◆ YOUR ASSIGNMENT
Copy all lines containing the string "every" from the records below.

◆ DATA RECORDS
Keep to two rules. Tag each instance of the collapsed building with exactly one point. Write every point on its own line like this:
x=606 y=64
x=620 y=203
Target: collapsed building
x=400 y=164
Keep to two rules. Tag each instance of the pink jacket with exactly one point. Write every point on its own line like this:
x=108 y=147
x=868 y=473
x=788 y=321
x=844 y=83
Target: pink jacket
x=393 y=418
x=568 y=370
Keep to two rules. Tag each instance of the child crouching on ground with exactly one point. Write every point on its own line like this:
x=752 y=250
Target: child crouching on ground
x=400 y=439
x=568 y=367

◆ OUTPUT FOR THIS EXERCISE
Keep to two rules. Tag each instance of the collapsed building with exactly one point. Write every point on its own line like this:
Keep to two rules. Tag each instance of the pink jacket with exactly one point. Write every point on its own line like this:
Keep to two rules. Tag each instance of the child crouching on ground with exactly one point. Write every point on its own line like this:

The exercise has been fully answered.